Check each line of the records below for the word "hair" and copy those where it appears.

*** RECORDS FOR THIS TASK ***

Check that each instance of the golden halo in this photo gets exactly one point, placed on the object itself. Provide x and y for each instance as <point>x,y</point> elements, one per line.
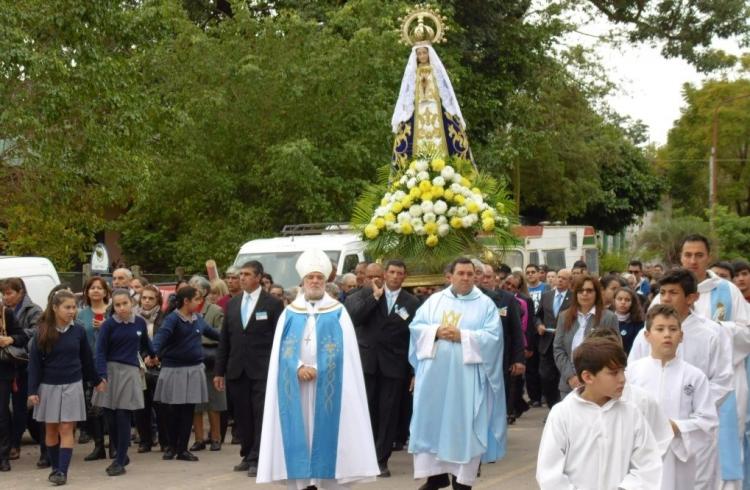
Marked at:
<point>423,33</point>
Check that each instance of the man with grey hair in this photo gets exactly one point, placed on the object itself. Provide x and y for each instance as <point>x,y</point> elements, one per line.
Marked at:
<point>316,429</point>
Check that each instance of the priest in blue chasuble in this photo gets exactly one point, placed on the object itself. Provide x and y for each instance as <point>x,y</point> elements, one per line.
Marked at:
<point>456,350</point>
<point>316,425</point>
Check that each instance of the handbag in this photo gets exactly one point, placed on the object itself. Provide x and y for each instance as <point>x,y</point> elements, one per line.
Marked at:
<point>11,353</point>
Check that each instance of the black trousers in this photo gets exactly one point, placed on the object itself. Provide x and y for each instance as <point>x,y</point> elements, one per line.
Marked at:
<point>179,423</point>
<point>550,377</point>
<point>5,429</point>
<point>384,400</point>
<point>248,396</point>
<point>533,380</point>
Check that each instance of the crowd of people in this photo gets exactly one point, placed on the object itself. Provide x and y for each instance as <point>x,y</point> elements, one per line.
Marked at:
<point>322,382</point>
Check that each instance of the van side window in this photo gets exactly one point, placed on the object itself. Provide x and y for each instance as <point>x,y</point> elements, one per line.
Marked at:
<point>350,263</point>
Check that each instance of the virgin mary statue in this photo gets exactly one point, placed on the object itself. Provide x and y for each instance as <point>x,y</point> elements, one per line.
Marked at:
<point>427,118</point>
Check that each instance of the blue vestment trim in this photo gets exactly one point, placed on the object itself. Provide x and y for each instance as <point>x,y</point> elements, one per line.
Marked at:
<point>300,464</point>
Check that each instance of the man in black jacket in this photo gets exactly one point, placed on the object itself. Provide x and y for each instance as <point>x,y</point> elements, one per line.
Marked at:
<point>243,356</point>
<point>381,315</point>
<point>552,303</point>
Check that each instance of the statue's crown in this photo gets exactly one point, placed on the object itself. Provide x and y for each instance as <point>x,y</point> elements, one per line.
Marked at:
<point>423,33</point>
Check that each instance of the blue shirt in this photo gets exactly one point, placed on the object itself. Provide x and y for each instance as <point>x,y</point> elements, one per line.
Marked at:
<point>178,340</point>
<point>121,342</point>
<point>68,362</point>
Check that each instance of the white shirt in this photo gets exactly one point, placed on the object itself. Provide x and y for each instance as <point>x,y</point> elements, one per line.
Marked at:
<point>590,447</point>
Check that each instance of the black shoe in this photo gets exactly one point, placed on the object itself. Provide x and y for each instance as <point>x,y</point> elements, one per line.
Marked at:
<point>116,470</point>
<point>187,456</point>
<point>58,478</point>
<point>435,482</point>
<point>43,462</point>
<point>96,454</point>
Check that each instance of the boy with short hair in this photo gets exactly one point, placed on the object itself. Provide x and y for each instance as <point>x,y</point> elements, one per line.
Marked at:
<point>592,439</point>
<point>683,393</point>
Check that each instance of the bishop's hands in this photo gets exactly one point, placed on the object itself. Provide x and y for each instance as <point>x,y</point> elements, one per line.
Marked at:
<point>307,373</point>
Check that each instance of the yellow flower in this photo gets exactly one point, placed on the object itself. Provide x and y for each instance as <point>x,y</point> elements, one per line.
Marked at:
<point>371,231</point>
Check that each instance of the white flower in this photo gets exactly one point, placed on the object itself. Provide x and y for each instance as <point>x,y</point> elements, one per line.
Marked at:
<point>447,173</point>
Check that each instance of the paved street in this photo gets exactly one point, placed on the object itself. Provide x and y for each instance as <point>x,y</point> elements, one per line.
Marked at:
<point>214,470</point>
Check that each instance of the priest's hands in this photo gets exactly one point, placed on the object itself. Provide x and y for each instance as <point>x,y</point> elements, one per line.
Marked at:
<point>448,332</point>
<point>307,373</point>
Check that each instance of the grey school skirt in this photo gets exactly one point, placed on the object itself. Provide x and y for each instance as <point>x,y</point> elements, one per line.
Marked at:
<point>60,403</point>
<point>124,388</point>
<point>181,385</point>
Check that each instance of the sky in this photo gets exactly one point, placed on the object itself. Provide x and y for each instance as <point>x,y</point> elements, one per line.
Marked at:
<point>649,85</point>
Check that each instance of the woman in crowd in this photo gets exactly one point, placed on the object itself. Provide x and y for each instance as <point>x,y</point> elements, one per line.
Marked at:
<point>96,296</point>
<point>586,313</point>
<point>182,380</point>
<point>27,315</point>
<point>610,284</point>
<point>150,310</point>
<point>627,307</point>
<point>121,339</point>
<point>59,360</point>
<point>213,315</point>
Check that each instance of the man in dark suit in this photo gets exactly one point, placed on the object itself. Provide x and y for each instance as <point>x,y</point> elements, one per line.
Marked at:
<point>243,356</point>
<point>381,314</point>
<point>552,303</point>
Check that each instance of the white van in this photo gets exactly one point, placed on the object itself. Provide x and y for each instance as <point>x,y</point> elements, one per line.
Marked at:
<point>279,255</point>
<point>37,273</point>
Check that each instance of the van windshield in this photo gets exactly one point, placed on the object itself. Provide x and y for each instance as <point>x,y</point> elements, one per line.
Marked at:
<point>281,264</point>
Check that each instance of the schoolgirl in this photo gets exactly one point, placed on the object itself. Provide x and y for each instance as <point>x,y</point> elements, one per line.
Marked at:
<point>121,339</point>
<point>59,360</point>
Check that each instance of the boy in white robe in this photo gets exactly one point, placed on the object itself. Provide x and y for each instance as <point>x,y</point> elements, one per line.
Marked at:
<point>592,440</point>
<point>684,394</point>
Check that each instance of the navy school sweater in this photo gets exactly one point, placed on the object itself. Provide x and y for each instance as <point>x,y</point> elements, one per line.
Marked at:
<point>69,361</point>
<point>178,342</point>
<point>121,342</point>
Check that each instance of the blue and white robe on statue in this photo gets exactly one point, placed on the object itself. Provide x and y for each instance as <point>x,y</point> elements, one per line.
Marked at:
<point>459,415</point>
<point>318,432</point>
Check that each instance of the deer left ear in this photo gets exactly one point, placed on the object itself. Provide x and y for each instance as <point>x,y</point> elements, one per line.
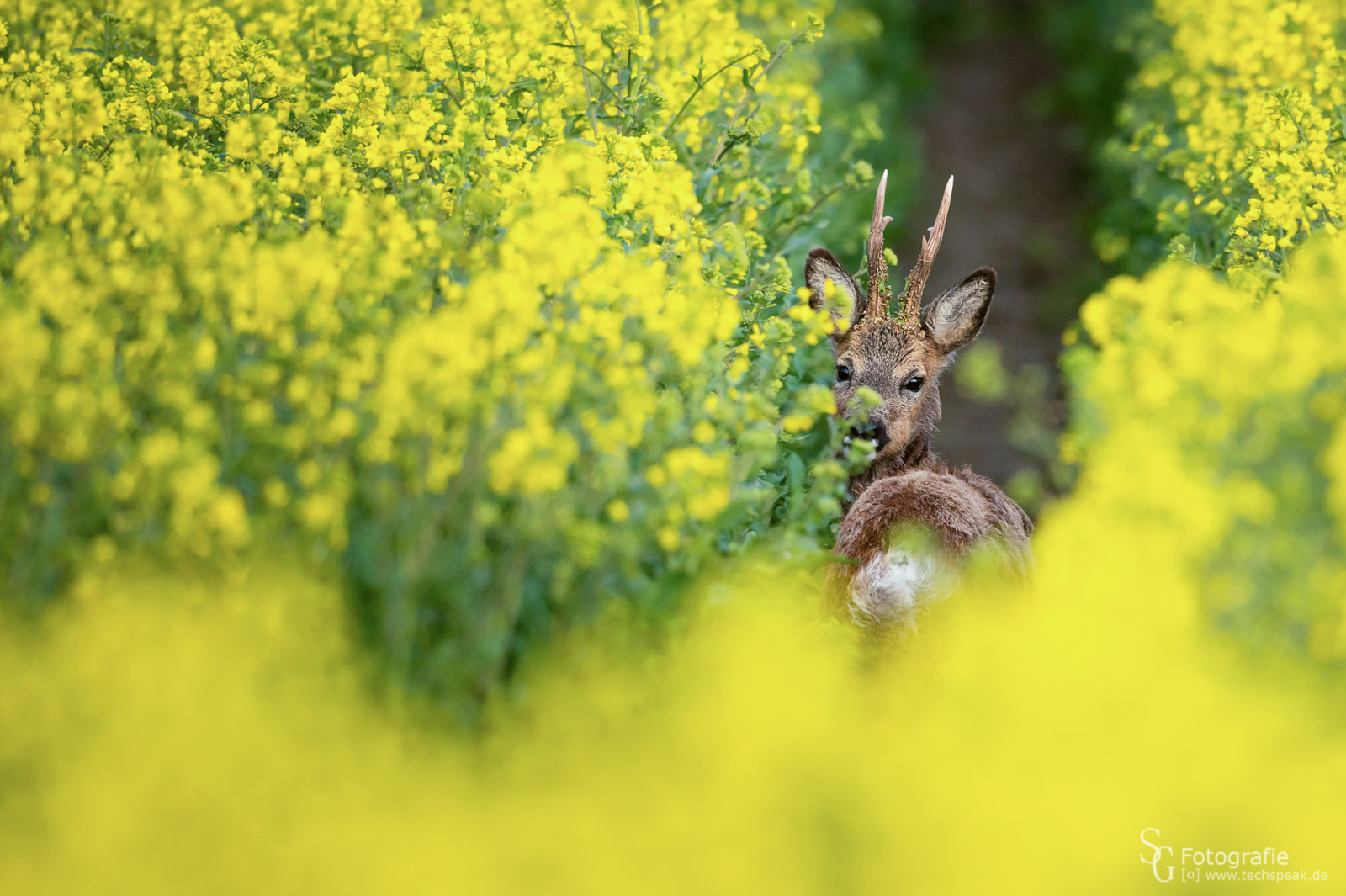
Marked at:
<point>953,319</point>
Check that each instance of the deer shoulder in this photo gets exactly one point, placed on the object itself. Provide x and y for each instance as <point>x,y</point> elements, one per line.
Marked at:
<point>905,485</point>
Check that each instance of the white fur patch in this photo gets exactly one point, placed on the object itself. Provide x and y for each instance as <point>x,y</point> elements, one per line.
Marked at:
<point>893,587</point>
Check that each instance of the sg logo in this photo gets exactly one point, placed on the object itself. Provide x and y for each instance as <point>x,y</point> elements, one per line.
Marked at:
<point>1154,860</point>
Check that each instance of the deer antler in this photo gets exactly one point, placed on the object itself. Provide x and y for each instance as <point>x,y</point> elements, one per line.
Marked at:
<point>929,247</point>
<point>879,291</point>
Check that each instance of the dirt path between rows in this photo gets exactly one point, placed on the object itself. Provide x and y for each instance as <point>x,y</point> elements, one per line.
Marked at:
<point>1020,197</point>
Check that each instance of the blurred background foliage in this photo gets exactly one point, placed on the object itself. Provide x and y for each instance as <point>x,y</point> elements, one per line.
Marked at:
<point>377,280</point>
<point>477,325</point>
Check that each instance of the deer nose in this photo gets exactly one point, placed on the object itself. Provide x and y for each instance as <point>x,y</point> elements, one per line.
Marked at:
<point>872,431</point>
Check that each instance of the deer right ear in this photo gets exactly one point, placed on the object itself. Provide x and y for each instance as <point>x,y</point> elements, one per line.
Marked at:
<point>845,298</point>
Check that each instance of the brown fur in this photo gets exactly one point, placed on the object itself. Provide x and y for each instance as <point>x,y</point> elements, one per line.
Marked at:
<point>906,483</point>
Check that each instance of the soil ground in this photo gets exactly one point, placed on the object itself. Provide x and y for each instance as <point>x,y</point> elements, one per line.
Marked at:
<point>1018,204</point>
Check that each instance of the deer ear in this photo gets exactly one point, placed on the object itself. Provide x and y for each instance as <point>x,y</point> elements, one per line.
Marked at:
<point>845,300</point>
<point>953,319</point>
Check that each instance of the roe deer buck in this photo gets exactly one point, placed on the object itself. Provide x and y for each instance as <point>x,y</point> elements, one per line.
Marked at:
<point>905,483</point>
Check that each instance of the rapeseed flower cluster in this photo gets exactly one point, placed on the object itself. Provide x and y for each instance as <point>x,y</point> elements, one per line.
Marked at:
<point>1242,116</point>
<point>480,299</point>
<point>1218,379</point>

*** End of RECORDS FOR THIS TASK ***

=== RESULT OF THE TASK ===
Check that each instance of the man with grey hair in this photo gets exactly one point, placed on the object itself. Provide x and y for each instance as <point>x,y</point> elements, one per line.
Check that each instance of the boy with short hair in this photo gets exactly one point, placed on the object itself. Provide x and y for each instance as <point>x,y</point> elements, one per line.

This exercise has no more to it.